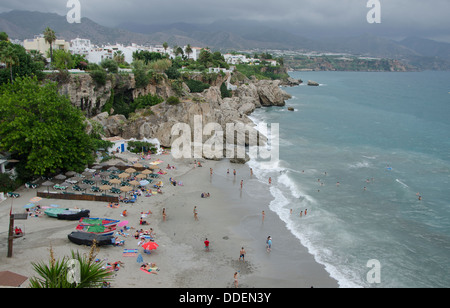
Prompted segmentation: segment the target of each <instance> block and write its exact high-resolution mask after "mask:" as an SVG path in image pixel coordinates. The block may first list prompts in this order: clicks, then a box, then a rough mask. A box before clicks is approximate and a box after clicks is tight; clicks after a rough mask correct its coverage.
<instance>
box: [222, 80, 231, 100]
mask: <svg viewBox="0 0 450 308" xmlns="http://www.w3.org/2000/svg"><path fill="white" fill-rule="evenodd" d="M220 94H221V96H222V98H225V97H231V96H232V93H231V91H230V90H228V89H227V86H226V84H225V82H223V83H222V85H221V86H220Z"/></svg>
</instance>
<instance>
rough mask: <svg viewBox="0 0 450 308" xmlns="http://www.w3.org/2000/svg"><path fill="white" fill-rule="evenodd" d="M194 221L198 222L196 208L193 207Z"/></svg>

* * *

__The task__:
Render every line of the items above as a Markdown table with the columns Row and Line, numbering the rows and skipping blank lines. Omit the pictures.

__Final answer__:
| Row | Line |
|---|---|
| 1 | Prompted segmentation: segment the target of each <instance> block and write its exact high-resolution mask after "mask:" as an SVG path in image pixel coordinates. The block may first list prompts in this order: clicks, then a box, then a rough mask. A box before clicks is approximate and a box after clicks is tight; clicks after a rough mask correct its coverage. |
| 2 | <instance> |
| 3 | box: [222, 80, 231, 100] |
| 4 | mask: <svg viewBox="0 0 450 308" xmlns="http://www.w3.org/2000/svg"><path fill="white" fill-rule="evenodd" d="M220 94H221V96H222V98H225V97H231V96H232V93H231V91H230V90H228V89H227V86H226V84H225V82H223V83H222V85H221V86H220Z"/></svg> |
| 5 | </instance> |
| 6 | <instance> |
| 7 | rough mask: <svg viewBox="0 0 450 308" xmlns="http://www.w3.org/2000/svg"><path fill="white" fill-rule="evenodd" d="M194 221L198 222L196 208L193 207Z"/></svg> |